[Items from a data source]
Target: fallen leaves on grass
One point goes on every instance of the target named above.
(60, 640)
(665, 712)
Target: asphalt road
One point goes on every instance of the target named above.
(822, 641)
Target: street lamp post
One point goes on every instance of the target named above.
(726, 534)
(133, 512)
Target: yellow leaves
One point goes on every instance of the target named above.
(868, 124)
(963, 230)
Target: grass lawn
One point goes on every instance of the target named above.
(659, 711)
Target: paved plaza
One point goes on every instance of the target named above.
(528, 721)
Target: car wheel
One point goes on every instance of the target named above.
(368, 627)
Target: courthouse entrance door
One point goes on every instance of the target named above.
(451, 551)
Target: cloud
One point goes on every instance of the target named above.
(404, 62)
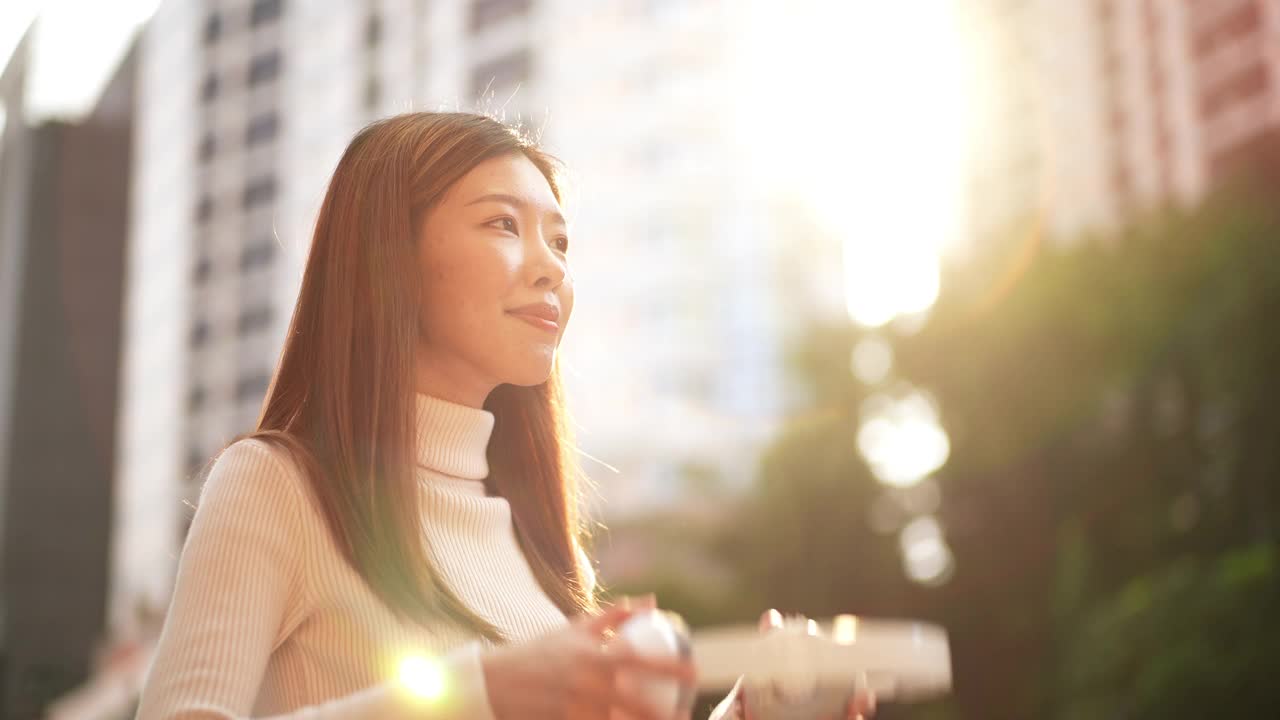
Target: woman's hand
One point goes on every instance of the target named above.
(862, 706)
(570, 673)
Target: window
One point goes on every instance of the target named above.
(259, 192)
(257, 254)
(208, 147)
(264, 12)
(504, 72)
(204, 209)
(204, 267)
(200, 333)
(209, 90)
(196, 399)
(264, 67)
(254, 319)
(485, 13)
(252, 387)
(261, 128)
(213, 28)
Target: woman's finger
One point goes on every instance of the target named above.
(622, 657)
(862, 706)
(769, 619)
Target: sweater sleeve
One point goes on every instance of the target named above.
(238, 593)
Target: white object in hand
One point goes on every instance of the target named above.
(656, 633)
(896, 659)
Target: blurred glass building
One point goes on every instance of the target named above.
(63, 224)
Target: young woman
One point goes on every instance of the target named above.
(408, 499)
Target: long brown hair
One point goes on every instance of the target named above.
(342, 400)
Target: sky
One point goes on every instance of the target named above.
(77, 46)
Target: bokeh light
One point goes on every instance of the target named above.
(901, 438)
(926, 555)
(872, 360)
(423, 677)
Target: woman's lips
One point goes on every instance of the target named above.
(540, 323)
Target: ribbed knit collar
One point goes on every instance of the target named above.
(452, 438)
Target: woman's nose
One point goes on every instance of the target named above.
(547, 265)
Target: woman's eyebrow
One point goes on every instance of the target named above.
(517, 203)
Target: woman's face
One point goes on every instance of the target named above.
(497, 294)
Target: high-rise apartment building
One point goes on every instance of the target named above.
(63, 201)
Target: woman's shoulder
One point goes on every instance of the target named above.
(257, 473)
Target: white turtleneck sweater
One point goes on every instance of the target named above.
(268, 619)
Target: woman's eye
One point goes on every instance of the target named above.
(506, 223)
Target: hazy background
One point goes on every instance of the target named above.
(946, 309)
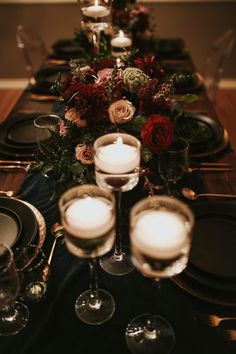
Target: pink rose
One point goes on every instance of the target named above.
(121, 112)
(63, 128)
(72, 115)
(85, 154)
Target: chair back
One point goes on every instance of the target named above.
(32, 47)
(219, 50)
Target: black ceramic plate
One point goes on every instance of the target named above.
(66, 49)
(185, 81)
(46, 77)
(211, 271)
(214, 239)
(170, 48)
(202, 132)
(18, 134)
(10, 226)
(16, 154)
(28, 221)
(204, 292)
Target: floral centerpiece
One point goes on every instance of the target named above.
(106, 96)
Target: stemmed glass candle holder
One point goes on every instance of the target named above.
(117, 160)
(14, 315)
(120, 44)
(160, 232)
(88, 217)
(173, 163)
(96, 17)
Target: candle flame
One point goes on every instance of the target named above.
(121, 34)
(119, 141)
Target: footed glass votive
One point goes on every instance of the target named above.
(120, 43)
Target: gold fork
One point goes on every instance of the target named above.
(14, 167)
(213, 320)
(230, 334)
(209, 169)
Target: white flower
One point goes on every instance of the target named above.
(85, 154)
(72, 115)
(121, 111)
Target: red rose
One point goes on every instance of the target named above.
(157, 133)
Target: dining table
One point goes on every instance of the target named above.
(184, 300)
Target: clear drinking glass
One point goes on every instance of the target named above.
(14, 315)
(173, 163)
(160, 232)
(117, 160)
(34, 272)
(88, 217)
(96, 17)
(45, 126)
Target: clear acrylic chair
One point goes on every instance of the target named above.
(33, 49)
(219, 50)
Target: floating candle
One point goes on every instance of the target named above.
(160, 234)
(121, 41)
(96, 10)
(91, 217)
(117, 157)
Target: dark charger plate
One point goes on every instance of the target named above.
(211, 271)
(66, 49)
(27, 218)
(46, 77)
(18, 133)
(10, 226)
(203, 133)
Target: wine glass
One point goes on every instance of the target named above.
(45, 126)
(96, 17)
(117, 159)
(88, 217)
(34, 272)
(14, 315)
(160, 232)
(173, 163)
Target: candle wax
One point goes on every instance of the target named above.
(91, 217)
(117, 158)
(121, 41)
(96, 11)
(160, 234)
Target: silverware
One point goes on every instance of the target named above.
(230, 334)
(17, 162)
(214, 320)
(9, 193)
(37, 97)
(192, 195)
(214, 164)
(14, 167)
(56, 231)
(209, 169)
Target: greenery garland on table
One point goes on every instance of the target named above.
(106, 96)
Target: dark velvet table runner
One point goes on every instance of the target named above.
(53, 326)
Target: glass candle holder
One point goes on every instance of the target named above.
(95, 18)
(120, 43)
(117, 159)
(88, 217)
(160, 233)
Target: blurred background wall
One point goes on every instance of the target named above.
(197, 23)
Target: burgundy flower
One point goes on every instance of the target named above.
(157, 133)
(103, 64)
(91, 103)
(150, 66)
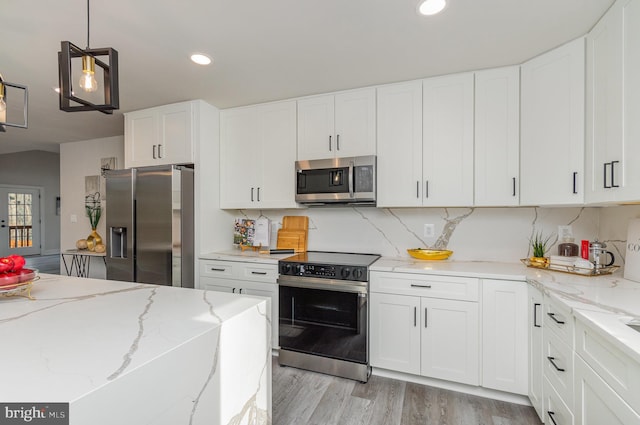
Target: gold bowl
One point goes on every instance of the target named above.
(429, 254)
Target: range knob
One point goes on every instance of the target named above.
(358, 273)
(345, 273)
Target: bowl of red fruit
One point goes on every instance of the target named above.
(15, 278)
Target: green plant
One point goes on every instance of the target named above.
(539, 244)
(94, 213)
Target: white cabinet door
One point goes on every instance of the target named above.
(355, 121)
(277, 155)
(337, 125)
(552, 127)
(497, 137)
(176, 133)
(447, 155)
(238, 138)
(504, 336)
(535, 311)
(400, 144)
(395, 332)
(596, 402)
(160, 136)
(450, 340)
(316, 139)
(141, 135)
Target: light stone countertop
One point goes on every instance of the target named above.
(92, 342)
(605, 303)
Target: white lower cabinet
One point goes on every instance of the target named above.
(422, 335)
(244, 278)
(504, 336)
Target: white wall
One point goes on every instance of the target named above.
(77, 160)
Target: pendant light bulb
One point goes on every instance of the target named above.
(88, 81)
(3, 103)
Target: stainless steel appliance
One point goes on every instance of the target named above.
(150, 214)
(337, 181)
(324, 313)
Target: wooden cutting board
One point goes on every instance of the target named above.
(293, 234)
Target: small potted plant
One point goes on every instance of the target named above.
(539, 245)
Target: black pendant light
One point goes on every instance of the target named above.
(90, 59)
(4, 123)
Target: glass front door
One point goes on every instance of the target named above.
(19, 221)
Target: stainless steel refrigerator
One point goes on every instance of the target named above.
(150, 231)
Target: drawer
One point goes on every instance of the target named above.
(617, 369)
(556, 410)
(216, 268)
(557, 366)
(431, 286)
(559, 319)
(259, 272)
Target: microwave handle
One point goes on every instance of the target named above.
(351, 177)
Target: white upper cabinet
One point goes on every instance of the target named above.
(447, 151)
(258, 151)
(613, 104)
(161, 135)
(337, 125)
(497, 137)
(552, 127)
(400, 144)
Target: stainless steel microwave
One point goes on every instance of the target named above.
(337, 181)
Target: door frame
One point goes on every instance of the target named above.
(41, 192)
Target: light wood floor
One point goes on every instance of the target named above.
(302, 397)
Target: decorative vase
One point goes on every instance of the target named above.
(541, 262)
(93, 239)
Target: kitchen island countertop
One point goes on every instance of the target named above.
(130, 353)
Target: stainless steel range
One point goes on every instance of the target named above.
(324, 313)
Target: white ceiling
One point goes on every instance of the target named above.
(263, 50)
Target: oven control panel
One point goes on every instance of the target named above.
(324, 271)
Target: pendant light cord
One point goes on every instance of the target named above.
(87, 24)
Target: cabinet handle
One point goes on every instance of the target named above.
(552, 361)
(613, 166)
(553, 316)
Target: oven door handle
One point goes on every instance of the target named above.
(322, 284)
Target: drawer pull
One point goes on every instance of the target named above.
(552, 361)
(553, 316)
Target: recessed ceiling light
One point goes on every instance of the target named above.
(431, 7)
(201, 59)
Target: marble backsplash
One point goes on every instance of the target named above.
(488, 234)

Task instructions —
Search the records for the word "woman", then list every line that has it.

Written response —
Target: woman's hand
Target: woman's finger
Target: young woman
Target: woman's lips
Target: woman's nose
Target: woman's eyebrow
Target: woman's face
Target: woman's shoulder
Target: woman's eye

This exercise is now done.